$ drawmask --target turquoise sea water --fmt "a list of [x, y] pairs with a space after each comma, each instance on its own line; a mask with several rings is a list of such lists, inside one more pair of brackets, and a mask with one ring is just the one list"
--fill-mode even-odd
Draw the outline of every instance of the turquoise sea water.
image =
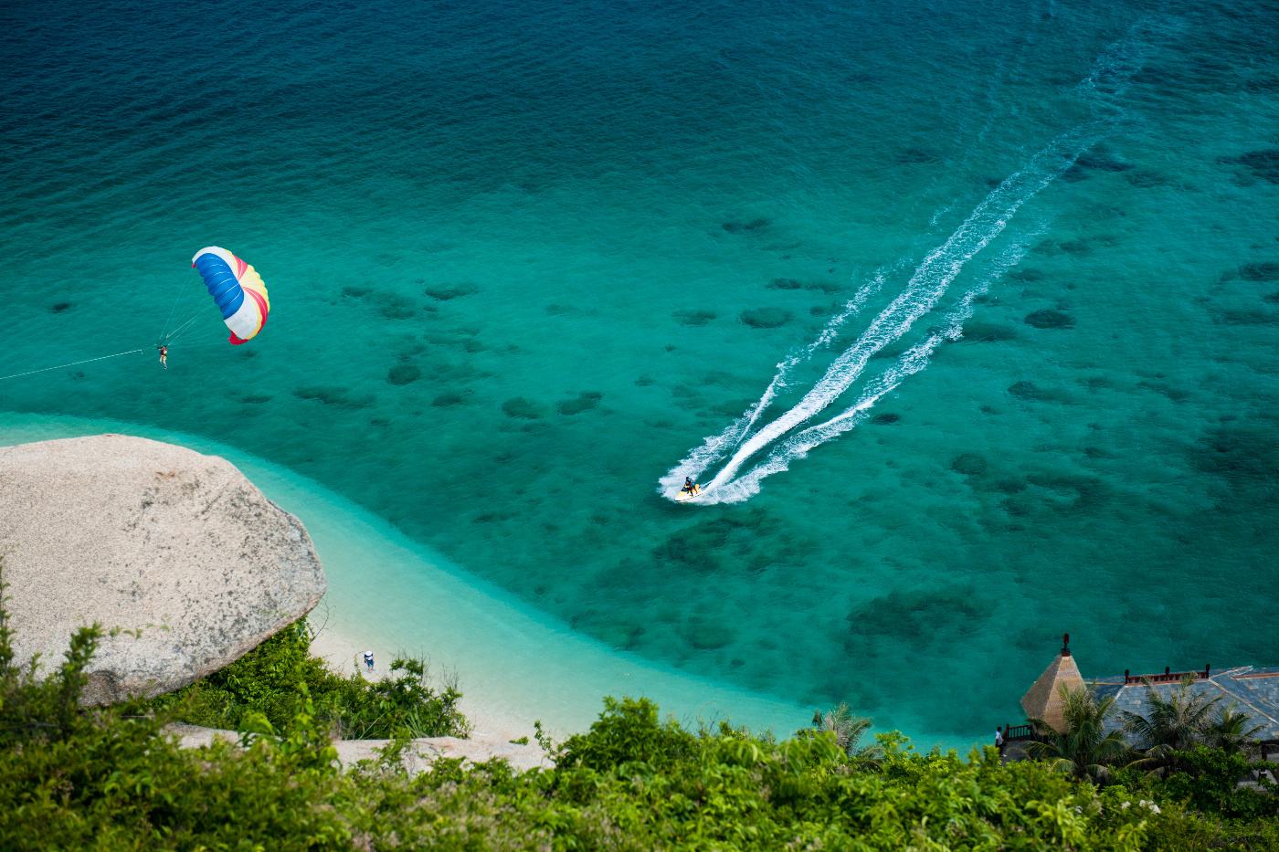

---

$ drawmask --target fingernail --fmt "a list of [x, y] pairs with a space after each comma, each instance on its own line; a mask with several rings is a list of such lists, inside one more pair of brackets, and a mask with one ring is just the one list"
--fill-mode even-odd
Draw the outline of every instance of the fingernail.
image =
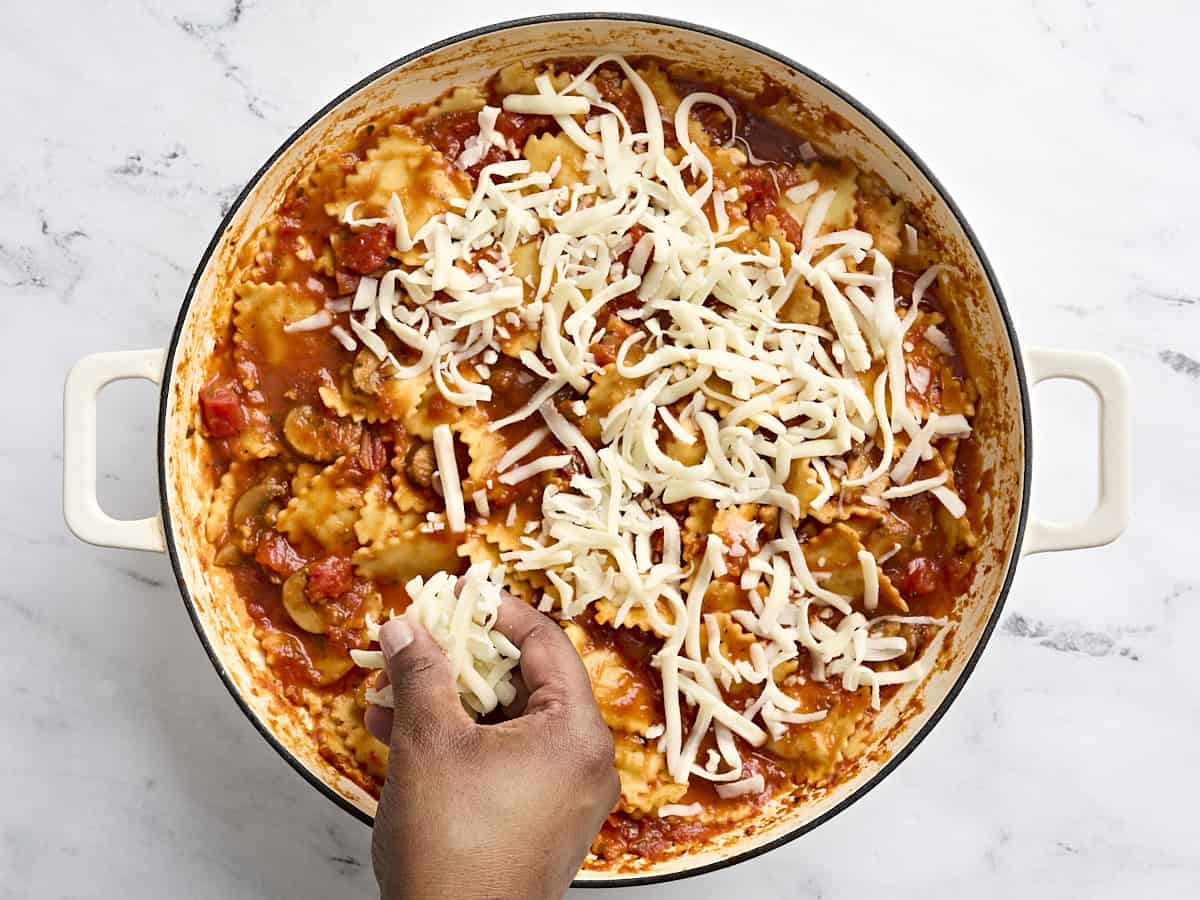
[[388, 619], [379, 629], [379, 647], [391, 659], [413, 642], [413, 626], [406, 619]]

...

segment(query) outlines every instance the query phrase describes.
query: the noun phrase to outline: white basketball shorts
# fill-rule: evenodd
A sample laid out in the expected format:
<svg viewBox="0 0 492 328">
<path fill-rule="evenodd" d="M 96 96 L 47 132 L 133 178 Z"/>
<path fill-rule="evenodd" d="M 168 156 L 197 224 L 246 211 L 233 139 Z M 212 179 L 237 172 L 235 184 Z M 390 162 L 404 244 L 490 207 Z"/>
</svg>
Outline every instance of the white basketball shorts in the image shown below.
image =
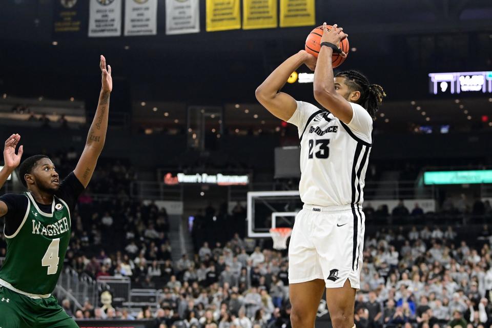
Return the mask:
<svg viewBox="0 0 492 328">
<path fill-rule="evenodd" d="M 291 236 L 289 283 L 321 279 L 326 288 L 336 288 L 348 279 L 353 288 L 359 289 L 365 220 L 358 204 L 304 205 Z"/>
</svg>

• [What to do]:
Filter the lines above down to those that contain the word "query", treating uppercase and lowercase as different.

• [Written solution]:
segment(query) outlines every instance the query phrase describes.
query: the noun phrase to outline: white basketball shorts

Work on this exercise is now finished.